§ INPUT FOR THIS TASK:
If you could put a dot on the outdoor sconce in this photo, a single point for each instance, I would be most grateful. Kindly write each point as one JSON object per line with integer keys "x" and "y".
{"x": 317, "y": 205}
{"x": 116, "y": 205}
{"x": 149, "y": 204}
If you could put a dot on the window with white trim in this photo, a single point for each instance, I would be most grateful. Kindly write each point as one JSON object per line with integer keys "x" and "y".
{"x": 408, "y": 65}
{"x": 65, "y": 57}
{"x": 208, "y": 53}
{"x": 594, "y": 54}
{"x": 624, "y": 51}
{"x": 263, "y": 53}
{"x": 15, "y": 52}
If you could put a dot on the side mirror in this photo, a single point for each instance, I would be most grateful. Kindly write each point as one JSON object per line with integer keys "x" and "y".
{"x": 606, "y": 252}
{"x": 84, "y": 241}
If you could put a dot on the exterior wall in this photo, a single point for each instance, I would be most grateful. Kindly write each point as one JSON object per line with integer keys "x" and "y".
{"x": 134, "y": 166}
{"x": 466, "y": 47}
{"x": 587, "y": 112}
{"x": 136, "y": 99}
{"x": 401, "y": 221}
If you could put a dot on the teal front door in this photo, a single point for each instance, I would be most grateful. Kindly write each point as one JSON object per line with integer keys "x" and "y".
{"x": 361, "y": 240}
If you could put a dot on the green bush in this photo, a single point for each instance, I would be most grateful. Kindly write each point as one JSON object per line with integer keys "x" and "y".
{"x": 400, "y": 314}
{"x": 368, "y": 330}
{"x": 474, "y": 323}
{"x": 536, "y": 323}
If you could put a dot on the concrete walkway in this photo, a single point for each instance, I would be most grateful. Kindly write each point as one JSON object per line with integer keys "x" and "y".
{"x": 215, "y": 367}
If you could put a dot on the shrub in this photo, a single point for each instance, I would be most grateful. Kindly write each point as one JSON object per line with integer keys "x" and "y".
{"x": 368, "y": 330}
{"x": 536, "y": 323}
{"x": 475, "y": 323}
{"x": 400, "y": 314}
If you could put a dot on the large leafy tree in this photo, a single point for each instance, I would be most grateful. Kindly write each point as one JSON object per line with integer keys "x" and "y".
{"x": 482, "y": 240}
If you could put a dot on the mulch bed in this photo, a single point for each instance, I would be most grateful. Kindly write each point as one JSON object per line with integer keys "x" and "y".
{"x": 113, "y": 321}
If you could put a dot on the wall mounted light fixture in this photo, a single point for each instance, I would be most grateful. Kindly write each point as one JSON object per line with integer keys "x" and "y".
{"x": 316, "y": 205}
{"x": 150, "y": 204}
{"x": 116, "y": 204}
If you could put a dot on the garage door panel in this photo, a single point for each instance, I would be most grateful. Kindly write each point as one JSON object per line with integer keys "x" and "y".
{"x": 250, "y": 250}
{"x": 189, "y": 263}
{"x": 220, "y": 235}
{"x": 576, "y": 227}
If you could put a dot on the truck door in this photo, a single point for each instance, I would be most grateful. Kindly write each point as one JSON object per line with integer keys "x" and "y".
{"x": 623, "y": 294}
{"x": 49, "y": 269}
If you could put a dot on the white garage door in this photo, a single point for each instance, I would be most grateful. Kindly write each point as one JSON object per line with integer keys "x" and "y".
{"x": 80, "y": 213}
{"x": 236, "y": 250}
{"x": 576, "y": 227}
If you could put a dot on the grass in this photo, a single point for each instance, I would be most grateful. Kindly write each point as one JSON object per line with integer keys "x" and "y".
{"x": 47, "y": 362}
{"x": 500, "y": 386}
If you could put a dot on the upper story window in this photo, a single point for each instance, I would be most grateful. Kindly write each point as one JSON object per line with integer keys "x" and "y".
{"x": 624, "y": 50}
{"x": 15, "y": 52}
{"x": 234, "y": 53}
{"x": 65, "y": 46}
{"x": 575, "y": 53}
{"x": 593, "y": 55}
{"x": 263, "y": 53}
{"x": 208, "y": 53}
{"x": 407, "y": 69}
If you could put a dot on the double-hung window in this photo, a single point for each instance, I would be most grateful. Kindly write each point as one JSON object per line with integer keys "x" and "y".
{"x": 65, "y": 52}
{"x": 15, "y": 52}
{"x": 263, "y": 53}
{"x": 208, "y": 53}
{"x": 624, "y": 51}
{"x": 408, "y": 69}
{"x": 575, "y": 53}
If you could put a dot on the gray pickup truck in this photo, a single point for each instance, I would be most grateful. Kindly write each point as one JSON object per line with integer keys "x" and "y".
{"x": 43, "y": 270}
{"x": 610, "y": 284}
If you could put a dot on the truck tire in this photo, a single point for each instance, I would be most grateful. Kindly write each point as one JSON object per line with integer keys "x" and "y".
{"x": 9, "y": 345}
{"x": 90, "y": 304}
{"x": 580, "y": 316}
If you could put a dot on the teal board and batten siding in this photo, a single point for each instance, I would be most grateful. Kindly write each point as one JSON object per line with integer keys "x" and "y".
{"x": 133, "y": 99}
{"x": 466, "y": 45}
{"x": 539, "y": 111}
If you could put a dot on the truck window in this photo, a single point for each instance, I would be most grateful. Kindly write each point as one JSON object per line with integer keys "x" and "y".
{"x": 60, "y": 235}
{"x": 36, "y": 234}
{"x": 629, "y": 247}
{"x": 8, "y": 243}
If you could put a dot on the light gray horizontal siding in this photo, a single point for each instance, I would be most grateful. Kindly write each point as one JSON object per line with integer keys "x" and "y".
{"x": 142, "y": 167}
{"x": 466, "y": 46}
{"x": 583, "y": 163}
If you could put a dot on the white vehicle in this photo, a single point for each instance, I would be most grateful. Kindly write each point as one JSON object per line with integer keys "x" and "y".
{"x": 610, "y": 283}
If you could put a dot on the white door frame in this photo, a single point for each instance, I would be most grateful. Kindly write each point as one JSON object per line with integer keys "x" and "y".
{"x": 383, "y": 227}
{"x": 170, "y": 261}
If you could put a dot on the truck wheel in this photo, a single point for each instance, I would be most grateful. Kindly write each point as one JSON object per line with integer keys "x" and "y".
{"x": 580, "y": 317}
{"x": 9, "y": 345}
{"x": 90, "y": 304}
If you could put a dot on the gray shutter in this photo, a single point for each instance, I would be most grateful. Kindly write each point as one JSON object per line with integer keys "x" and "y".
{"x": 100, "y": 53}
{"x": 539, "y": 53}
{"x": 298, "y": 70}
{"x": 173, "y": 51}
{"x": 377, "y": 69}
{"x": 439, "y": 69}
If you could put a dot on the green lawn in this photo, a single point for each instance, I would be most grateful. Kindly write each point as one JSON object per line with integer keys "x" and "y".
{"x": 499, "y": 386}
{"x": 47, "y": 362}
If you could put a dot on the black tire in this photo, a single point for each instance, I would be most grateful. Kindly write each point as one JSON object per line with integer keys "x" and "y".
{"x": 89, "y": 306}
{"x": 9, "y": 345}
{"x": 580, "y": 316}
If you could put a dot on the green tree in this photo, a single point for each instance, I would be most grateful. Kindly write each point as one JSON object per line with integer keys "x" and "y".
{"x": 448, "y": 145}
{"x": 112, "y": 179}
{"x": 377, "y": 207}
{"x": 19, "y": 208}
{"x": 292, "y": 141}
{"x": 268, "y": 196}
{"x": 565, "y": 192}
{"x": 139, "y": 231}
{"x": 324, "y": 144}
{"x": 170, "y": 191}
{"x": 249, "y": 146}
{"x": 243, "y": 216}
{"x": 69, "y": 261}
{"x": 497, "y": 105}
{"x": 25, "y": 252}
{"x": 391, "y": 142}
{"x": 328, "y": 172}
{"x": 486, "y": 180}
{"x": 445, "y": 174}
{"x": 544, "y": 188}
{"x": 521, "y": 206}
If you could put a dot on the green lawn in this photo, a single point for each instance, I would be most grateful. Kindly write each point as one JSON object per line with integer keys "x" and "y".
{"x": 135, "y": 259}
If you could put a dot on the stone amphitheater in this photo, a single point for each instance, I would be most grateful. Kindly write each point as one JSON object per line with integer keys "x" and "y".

§ WORK INSTRUCTION:
Where the line containing "If you could put a dot on the green tree" appears in the records above, begin copying and continue through the last line; copy each line exactly and include no others.

§ TASK OUTPUT:
If you could put a dot on the green tree in this photo, a single point for each instance, I would be most grateful. Kindly write each point as one JSON object per line with integer keys "x" and "y".
{"x": 448, "y": 145}
{"x": 112, "y": 179}
{"x": 377, "y": 207}
{"x": 19, "y": 208}
{"x": 292, "y": 141}
{"x": 268, "y": 196}
{"x": 565, "y": 192}
{"x": 139, "y": 231}
{"x": 324, "y": 144}
{"x": 170, "y": 191}
{"x": 249, "y": 146}
{"x": 243, "y": 216}
{"x": 69, "y": 261}
{"x": 497, "y": 105}
{"x": 25, "y": 252}
{"x": 391, "y": 142}
{"x": 328, "y": 172}
{"x": 486, "y": 180}
{"x": 445, "y": 174}
{"x": 544, "y": 188}
{"x": 521, "y": 206}
If you could put a dot on the green lawn in this photo, a single point for each instance, I would be most grateful. Kindly write each point as one JSON object per line with integer keys "x" and "y".
{"x": 135, "y": 259}
If you could put a dot on the stone amphitheater in this photo, a single point for each instance, I would be most grateful. Kindly write each point as one JSON object per line with integer keys "x" and "y".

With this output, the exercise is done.